By Amy Zimmer
DNAinfo News Editor
MANHATTAN — Fair-haired girls of the gridiron will be showing off their football moves on Sunday to help raise money to tackle Alzheimer's disease.
The Alzheimer's Association's New York City chapter is holding its final tryouts at the Upper East Side's Asphalt Green for "Team Blonde" in the city's first Blondes vs. Brunettes flag football game on May 21 at the Octagon field on Roosevelt Island.
Twenty-five of these athletic young professionals will face their raven-haired foes. Redheads and other hair colors sported by the eligible participants — women in their 20s and 30s – are free agents who can play for the team of their choice.
New York University business school student Hili Banjo kick-started the event here after having played in a similar game for the last two years in Washington, D.C., where the first female charity fundraiser for Alzheimer's was held in 2005 before spreading across the country.
"My grandfather suffered from Alzheimer's before he died, so it was a cause that meant a lot to me," said Banjo, 29, about how she got involved. "I'm from Texas, so I love football."

================================

__Task to carry out__. Continue the article about the Blondes vs. Brunettes flag football fundraiser from its final sentence. The entries that come after this article stand apart from it as separate material.

(Stored data entries)
================================

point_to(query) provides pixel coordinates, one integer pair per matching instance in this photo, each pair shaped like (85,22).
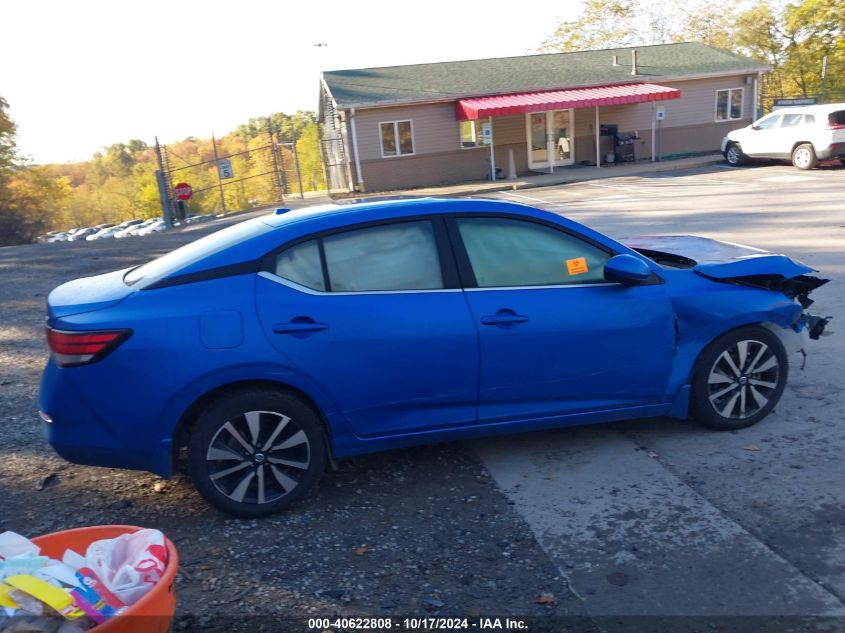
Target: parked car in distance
(153,227)
(134,230)
(327,332)
(102,233)
(82,234)
(803,134)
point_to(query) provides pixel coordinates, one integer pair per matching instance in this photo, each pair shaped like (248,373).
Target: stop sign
(183,191)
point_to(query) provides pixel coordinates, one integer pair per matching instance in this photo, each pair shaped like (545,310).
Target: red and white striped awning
(502,105)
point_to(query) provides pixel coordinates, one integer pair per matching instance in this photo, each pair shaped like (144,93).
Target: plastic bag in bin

================================

__Answer box__.
Women must raise at least $350 in donations in order to play. More than 120 women signed up for the event, though only 50 will make the cut for the game, including the top 10 fundraisers on each team by draft day on March 6. (The rest can still participate in practices and be cheerleaders.)
The chapter has already raised more than $55,000 — and it hasn't even sold tickets for the game yet, or had team fundraising events.
Banjo is optimistic the game will surpass D.C.'s record of raising $120,000.
The number of participants "rivals what D.C. is doing now after six years of having the game," she said. "It's amazing in our first year out we've been able to get so much buzz."
The competition on the field and on the fundraising circuit gets "feisty," Banjo admitted. But it's all for a good cause: "The main thing is we're a group of talented professionals trying to raise awareness and do what we can to make an impact."